--- Start ---

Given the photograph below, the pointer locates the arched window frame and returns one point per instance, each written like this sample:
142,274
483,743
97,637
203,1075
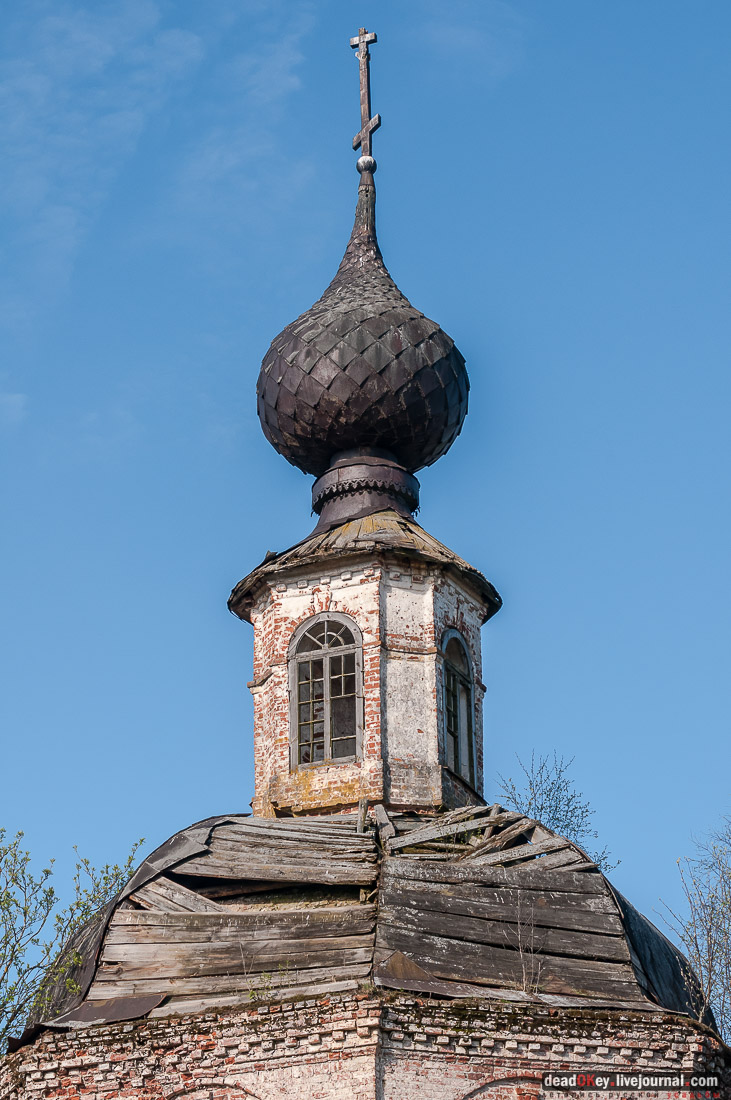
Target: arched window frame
453,679
294,661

--- End ---

■ Given request ■
Reproduce the data above verbatim, leaving out the picture.

■ Solution below ■
Given the photograph below, the pointer locates the arched window frame and returns one point per instance, each written like this sample:
142,274
483,743
97,637
203,1075
Target: arched window frame
453,679
294,661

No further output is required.